▶ [The problem]: Copy each of the entries below word for word, keeping every line as it stands.

▶ [Material supplied]:
** BEGIN **
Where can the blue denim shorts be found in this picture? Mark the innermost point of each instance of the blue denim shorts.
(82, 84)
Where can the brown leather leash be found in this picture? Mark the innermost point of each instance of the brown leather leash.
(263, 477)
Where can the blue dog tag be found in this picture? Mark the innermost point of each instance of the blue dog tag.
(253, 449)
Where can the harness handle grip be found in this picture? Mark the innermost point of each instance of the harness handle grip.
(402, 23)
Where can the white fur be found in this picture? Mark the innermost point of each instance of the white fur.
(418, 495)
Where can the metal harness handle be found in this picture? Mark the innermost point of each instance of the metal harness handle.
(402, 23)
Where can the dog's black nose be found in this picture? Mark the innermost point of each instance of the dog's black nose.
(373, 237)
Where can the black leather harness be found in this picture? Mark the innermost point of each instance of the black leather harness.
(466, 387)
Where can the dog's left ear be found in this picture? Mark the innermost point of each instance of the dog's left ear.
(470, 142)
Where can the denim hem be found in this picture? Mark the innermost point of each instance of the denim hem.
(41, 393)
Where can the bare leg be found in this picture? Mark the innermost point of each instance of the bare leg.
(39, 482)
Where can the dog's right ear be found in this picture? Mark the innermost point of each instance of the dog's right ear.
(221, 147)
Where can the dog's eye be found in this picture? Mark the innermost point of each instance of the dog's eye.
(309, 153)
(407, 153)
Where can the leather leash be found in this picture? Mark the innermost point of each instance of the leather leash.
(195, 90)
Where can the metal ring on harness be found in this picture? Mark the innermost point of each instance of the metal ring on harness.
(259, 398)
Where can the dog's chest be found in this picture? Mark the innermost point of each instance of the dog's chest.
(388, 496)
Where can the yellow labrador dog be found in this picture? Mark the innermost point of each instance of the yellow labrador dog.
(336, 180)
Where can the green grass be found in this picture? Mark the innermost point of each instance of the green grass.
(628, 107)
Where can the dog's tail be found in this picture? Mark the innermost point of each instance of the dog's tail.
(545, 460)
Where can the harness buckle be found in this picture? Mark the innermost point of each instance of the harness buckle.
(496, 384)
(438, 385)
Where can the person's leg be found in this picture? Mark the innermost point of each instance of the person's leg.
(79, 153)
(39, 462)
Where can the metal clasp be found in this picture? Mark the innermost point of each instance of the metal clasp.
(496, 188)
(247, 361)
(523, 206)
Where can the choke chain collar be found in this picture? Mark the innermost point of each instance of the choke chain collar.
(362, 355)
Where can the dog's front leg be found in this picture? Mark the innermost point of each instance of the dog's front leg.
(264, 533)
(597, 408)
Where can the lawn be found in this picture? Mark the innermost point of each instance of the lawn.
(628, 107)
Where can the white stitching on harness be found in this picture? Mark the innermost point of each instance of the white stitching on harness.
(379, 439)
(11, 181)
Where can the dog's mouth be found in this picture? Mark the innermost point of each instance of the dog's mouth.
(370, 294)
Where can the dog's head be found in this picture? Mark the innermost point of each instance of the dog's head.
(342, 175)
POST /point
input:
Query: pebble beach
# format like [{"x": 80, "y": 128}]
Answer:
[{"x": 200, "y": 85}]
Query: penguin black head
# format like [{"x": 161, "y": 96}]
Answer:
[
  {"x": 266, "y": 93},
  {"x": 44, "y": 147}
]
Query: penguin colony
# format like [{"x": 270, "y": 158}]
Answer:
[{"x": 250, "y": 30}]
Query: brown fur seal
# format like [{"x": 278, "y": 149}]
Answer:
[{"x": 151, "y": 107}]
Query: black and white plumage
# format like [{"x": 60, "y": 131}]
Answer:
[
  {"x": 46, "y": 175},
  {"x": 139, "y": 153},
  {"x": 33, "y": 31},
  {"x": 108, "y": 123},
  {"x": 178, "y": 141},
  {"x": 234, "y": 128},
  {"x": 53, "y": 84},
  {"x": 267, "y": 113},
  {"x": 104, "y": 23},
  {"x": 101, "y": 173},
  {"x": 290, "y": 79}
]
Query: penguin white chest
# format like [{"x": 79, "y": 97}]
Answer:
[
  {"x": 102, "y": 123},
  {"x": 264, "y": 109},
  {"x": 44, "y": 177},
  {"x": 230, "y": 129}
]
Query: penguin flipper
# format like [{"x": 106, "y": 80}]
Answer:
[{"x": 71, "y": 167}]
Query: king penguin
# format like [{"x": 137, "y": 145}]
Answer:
** END **
▶ [Correct answer]:
Where can the blue denim shorts be found in this picture? Mark the innermost point of each instance of the blue denim shorts.
(82, 84)
Where can the brown leather leash be found in this picture? Mark the innermost point of each instance of the brown leather leash.
(263, 477)
Where can the blue dog tag be found in this picture? Mark the innermost point of each instance of the blue dog tag.
(253, 449)
Where can the harness handle grip be found in this picture? Mark the innermost point of each instance of the harness handle grip.
(402, 23)
Where can the white fur be found in this picture? Mark the innermost point of each instance of the white fur.
(418, 495)
Where can the metal harness handle be found in this picture? Mark the innermost point of each instance of the metal harness handle.
(402, 23)
Where can the dog's black nose be found in this picture? Mark the innermost point of each instance of the dog's black nose.
(373, 237)
Where can the black leather harness be found in this picture? Mark the innermost point of each instance of the black leather harness.
(466, 387)
Where can the dog's left ear be found in this picture? Mark the innermost point of each instance of the dog's left ear.
(470, 142)
Where can the denim hem be found in this picture? Mark the innermost point of each instance of the denim hem.
(41, 393)
Where can the bare leg be found in this picture? Mark the innermost point of each instance of the bare leg.
(39, 482)
Where can the dog's right ear be found in this picture? Mark the innermost point of each instance of the dog's right ear.
(221, 147)
Where can the dog's eye be found in this picture? Mark the innermost point of each instance of the dog's eye.
(309, 153)
(407, 153)
Where can the leather leash be found in this picture? Mark the innermost point of each instance of the leather leash.
(195, 90)
Where can the metal ring on harness be found in this picture? Mark the innermost point of each instance of the metal ring on harness.
(259, 398)
Where can the dog's chest be found in this picture? Mark the innermost point of each instance of the dog's chest.
(388, 496)
Where can the yellow labrador dog be found in this picture? Mark the innermost point of each instance of the yellow labrador dog.
(336, 180)
Where can the green grass be found in this picture? Mark the innermost point of each instance of the green grass.
(628, 107)
Where can the dog's tail be found in this picture? Mark the innermost point of each instance of the dog's tail.
(545, 460)
Where can the harness buckle be found in this picture? Mark the innermost point of each instance of the harness buckle.
(496, 384)
(438, 385)
Where can the person's leg be found in this picture? Mark the innermost point of each instance of the person's leg.
(79, 153)
(39, 462)
Where can the metal clasp be found in this picture? Mark the innermost point of each instance of the metal clasp.
(496, 188)
(247, 361)
(523, 206)
Where can the choke chain collar be found in this picture? Mark the innermost point of each instance of the choke chain collar.
(362, 355)
Where can the dog's front leg be found in this picture? Mark the innermost point of each instance of the dog's front leg.
(264, 533)
(597, 408)
Where can the lawn be found in this picture? Mark the innermost point of each instance of the lawn.
(628, 107)
Where can the white stitching on harness be found in this picture? Mark the innermost point of each instance of the white stitching on harness.
(379, 439)
(11, 181)
Where can the dog's mouth be found in this picture? Mark the innermost point of each instance of the dog's mouth.
(370, 294)
Where can the dog's head be found in this picture? Mark the innermost point of each instance of the dog's head.
(342, 175)
POST /point
input:
Query: pebble beach
# format like [{"x": 80, "y": 128}]
Answer:
[{"x": 200, "y": 85}]
Query: penguin black head
# format like [{"x": 161, "y": 96}]
Answer:
[
  {"x": 266, "y": 93},
  {"x": 44, "y": 147}
]
Query: penguin colony
# format like [{"x": 270, "y": 158}]
Answer:
[{"x": 250, "y": 30}]
Query: brown fur seal
# format like [{"x": 278, "y": 149}]
Answer:
[{"x": 151, "y": 107}]
Query: black and white plumage
# format like [{"x": 60, "y": 131}]
Answer:
[
  {"x": 46, "y": 175},
  {"x": 139, "y": 153},
  {"x": 33, "y": 31},
  {"x": 108, "y": 123},
  {"x": 178, "y": 141},
  {"x": 234, "y": 128},
  {"x": 53, "y": 84},
  {"x": 267, "y": 113},
  {"x": 104, "y": 23},
  {"x": 101, "y": 173},
  {"x": 290, "y": 79}
]
Query: penguin white chest
# format like [{"x": 79, "y": 97}]
Answer:
[
  {"x": 102, "y": 123},
  {"x": 264, "y": 109},
  {"x": 44, "y": 177},
  {"x": 230, "y": 129}
]
Query: penguin flipper
# format like [{"x": 106, "y": 80}]
Answer:
[{"x": 71, "y": 167}]
Query: king penguin
# format like [{"x": 137, "y": 145}]
Answer:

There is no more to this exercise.